## Your objective
Return each line of the material below verbatim, omitting the pictures.

-- Begin Raw records --

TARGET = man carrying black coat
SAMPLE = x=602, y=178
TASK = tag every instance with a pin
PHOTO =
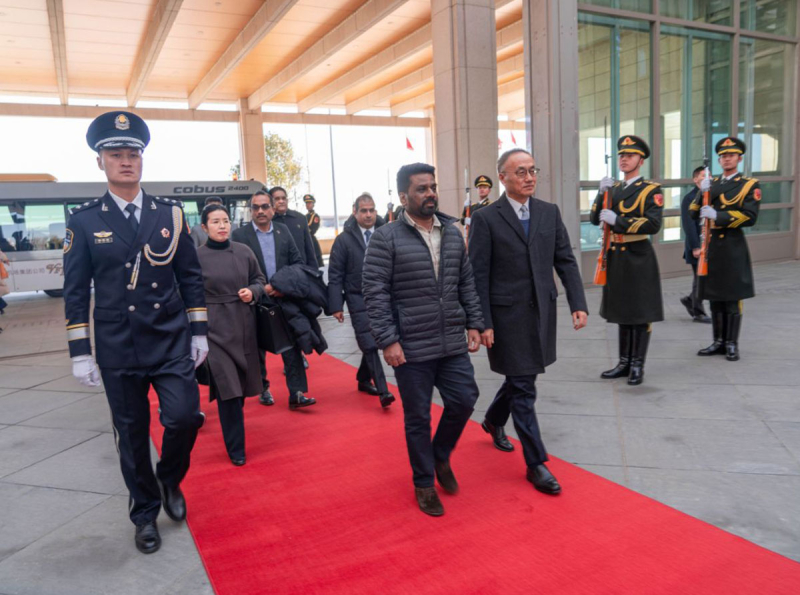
x=421, y=301
x=514, y=246
x=344, y=283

-- End Raw records --

## Written response
TARGET = man carrying black coat
SAMPLE = x=602, y=178
TASK = tag every instance with a pin
PHOTO =
x=421, y=301
x=514, y=246
x=344, y=283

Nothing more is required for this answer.